[Records from a collection]
=== Section Start ===

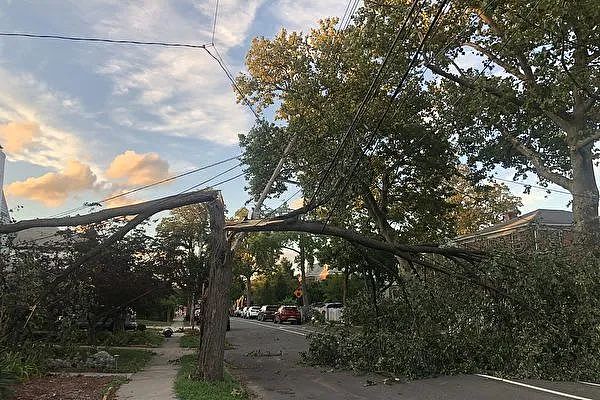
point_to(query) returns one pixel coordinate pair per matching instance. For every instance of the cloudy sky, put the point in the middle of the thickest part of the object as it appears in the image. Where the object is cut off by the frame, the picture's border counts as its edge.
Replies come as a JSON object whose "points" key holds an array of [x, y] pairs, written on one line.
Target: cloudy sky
{"points": [[81, 121]]}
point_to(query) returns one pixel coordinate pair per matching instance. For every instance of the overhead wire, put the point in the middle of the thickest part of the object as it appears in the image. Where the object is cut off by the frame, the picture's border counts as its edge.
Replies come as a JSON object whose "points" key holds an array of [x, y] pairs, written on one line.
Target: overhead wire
{"points": [[212, 41], [479, 75], [396, 92], [103, 40], [206, 181], [366, 98], [156, 183]]}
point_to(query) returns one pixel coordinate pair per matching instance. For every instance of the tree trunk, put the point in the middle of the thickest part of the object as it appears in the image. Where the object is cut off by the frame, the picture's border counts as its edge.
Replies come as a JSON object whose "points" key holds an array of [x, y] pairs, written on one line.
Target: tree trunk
{"points": [[248, 291], [212, 348], [303, 283], [345, 286], [585, 197], [91, 319]]}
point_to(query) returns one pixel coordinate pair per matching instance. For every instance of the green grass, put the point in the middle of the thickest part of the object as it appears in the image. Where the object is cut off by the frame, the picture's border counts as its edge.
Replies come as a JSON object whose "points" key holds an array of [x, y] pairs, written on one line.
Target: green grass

=== Section End ===

> Problem
Print all of the records shown above exactly, leaving out each picture.

> Response area
point_to(query) returns one pixel coordinate pair per matching instance. For every instance of the cloudy sky, put the point in the middle of the thickest part of the object as it appears in the image. Where the object is cut off by the frame, the picture's border counts as its edge.
Replies come as a JSON object whose "points" key holds an array of [x, y] pairs, written on one line.
Target: cloudy sky
{"points": [[81, 121]]}
point_to(query) returns one pixel coordinate pair per matching instance. For every instance of the overhead wire, put the point in the middle of the thickest part of the object as it appears in the image. Where the object is cut off by the frame, the picture's border counts as its edge.
Replies come as a JSON object whose "points" key holds an array of [x, y] pairs, written on one line.
Target: overhead wire
{"points": [[212, 41], [479, 75], [396, 92], [103, 40], [206, 181], [366, 98], [156, 183]]}
point_to(query) returns one pixel coordinate pair per matching instance. For every instance of the tree trunk, put the point in the middle of the thickest part of the object as it appears in the image. Where the object is cut off by the frame, the picture's border counts as its edge.
Replies come as a JSON object whose "points" key holds an array of [x, y] pairs, written on one line.
Target: tree trunk
{"points": [[248, 291], [212, 348], [303, 283], [345, 286], [585, 197], [91, 319]]}
point_to(query) returns one pixel coordinate pair per matching instance. For every instance of the green grass, put the point in the middle of the thickest part of the object as it appears in the image. Where the object is cut off by the frame, the picture's border counts as its edge.
Replies come as a JSON object whose "points" key holds an array of [x, y] pairs, written on one line.
Target: green grass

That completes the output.